» TASK DIRECTIONS
Write the next few sentences of the financial report passage on debt reduction and solvency margins, starting right after its final sentence.

» PAGE EXCERPT

========================

With reference to the financial debt we report Euro 23 million was repaid with the closure of some loans in subsidiary companies. Therefore the debt (with the exclusion of the sub-ordinated loans of a nominal amount of Euro 1,050 million) decreased to Euro 277 million (Euro 300 million at December 31, 2011), thus confirming its sustainability.
The Consolidated Solvency Margin improved significantly to 91.6% from 78.2% at the end of
December 2011.
The adjusted solvency margin calculated on the basis of the current constituting elements, but with reference to the future required margin at the end of 2012, which does not include the forecast profit for the year, would increase to 96.1%.
The adjusted solvency margin takes account of the provisions introduced by Article 29 paragraph 16 terdecies of Legs. Decree No. 216 of 29/12/2011, as converted by Law 14/2012. While awaiting the enacting provisions of the regulation, it is stated that its application in compliance with Isvap Regulation
37 resulted in an adjusted solvency margin benefit of 7.4%.
In the first months of 2012 the first signs of an improvement in the Non-Life Division current management were confirmed, which is testament to the initiatives implemented to recover profitability and strengthen the capital base. In particular, in the Motor TPL class the number of claims reported continues to contract as a result of the actions implemented in relation to the previous claims portfolio, fight against fraud and concerning tariff changes, undertaken in order to permit a better synthesis of the financial mutuality to the effective client risk. In the Non-Life sector, the coming months will see a continuation of the actions taken to recover technical profitability.

========================

(Image point annotation lines)
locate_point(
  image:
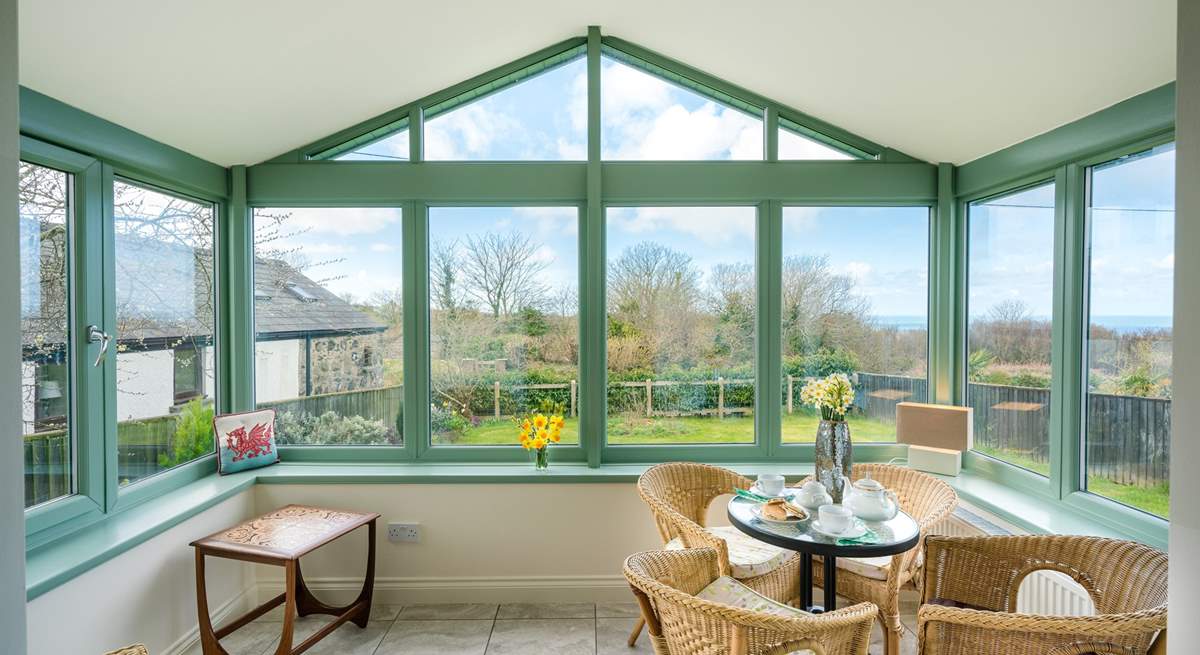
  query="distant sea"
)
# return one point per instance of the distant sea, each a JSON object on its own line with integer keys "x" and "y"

========================

» OUTPUT BELOW
In the Other Non-Life Classes, the underwriting policy will continue to be prudent and favour the Retail client and the small-medium size business sector, while business in the municipalities and regions with particularly satisfying technical performances will be developed further.
In the Retail sector, the reform actions will be pursued further, while the portfolio mix will be restructured in the Corporate sector (policy discontinuations and reforms), in addition to a review of the underwriting criteria. In general terms, the Group will disengage from non profitable sectors. With the assistance of the sales force, further marketing drives will be focused in the agencies and on a general reorganisation of the distribution platforms, in order to consolidate agencies in terms of volumes and profitability.
In the Life class, the actions to improve the portfolio quality will continue, increasing the level of periodic premium Class I products (annual or recurring), which are more remunerative and engender client loyalty, creating therefore long-term value.
In the Financial sector, further improvements are expected with a stabilisation of the financial markets. The actions to contain overhead costs will continue through the review of operating models and the
simplification (including structurally) of the Group.
The Executive Responsible for the preparation of the corporate accounting documents, Massimo Dalfelli, declares in accordance with Article 154 bis, paragraph 2, of the Consolidated Finance Act, that the accounting information contained in the present press release corresponds to the underlying accounting documents, records and accounting entries.
The Income Statement and the Balance Sheet concerning investments, technical reserves and financial liabilities are attached.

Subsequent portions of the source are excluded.